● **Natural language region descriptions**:
>>>
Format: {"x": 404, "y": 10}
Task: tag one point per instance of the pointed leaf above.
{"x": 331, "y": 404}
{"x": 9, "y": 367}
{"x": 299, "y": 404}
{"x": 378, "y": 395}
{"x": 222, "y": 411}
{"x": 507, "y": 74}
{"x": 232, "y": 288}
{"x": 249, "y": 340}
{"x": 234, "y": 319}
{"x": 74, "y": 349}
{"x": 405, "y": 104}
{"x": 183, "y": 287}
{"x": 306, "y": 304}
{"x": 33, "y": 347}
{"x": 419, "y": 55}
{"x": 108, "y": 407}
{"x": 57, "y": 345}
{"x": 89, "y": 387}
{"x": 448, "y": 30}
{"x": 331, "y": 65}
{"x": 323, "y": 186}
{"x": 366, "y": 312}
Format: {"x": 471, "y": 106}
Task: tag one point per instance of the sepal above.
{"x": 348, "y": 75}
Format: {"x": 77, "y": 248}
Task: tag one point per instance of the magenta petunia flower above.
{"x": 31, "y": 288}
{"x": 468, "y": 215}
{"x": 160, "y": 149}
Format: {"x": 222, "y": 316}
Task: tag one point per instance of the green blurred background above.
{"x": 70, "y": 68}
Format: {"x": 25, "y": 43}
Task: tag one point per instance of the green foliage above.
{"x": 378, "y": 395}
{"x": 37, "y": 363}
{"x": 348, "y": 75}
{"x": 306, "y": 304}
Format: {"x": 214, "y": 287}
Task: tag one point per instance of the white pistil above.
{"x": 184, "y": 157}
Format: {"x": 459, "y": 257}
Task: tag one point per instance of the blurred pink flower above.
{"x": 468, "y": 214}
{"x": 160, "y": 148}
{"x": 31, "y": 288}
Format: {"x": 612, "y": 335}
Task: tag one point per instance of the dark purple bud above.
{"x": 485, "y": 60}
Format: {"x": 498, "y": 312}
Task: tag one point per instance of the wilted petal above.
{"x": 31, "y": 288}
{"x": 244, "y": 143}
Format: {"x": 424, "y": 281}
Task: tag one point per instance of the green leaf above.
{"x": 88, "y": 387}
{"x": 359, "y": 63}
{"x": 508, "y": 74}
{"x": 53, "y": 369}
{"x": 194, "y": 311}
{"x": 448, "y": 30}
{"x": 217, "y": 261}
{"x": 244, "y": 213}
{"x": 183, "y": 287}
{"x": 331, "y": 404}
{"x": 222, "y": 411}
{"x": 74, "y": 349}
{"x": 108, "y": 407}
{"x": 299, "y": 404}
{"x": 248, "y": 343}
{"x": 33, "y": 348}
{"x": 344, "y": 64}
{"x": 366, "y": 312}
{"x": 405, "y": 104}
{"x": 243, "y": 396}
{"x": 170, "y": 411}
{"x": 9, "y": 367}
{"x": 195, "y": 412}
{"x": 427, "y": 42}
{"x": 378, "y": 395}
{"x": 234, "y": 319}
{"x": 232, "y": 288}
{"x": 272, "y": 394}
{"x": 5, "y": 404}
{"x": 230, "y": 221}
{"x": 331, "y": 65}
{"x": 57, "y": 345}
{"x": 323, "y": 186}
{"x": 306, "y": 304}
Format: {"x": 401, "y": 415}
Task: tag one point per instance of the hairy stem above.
<<<
● **Exercise requirements**:
Find the word "Format" in the records. Copy every line it appears in.

● **Task solution**:
Format: {"x": 404, "y": 10}
Format: {"x": 471, "y": 106}
Format: {"x": 77, "y": 248}
Format: {"x": 222, "y": 316}
Format: {"x": 25, "y": 43}
Format: {"x": 214, "y": 287}
Format: {"x": 459, "y": 257}
Format: {"x": 612, "y": 335}
Format: {"x": 498, "y": 312}
Format: {"x": 424, "y": 281}
Format: {"x": 401, "y": 415}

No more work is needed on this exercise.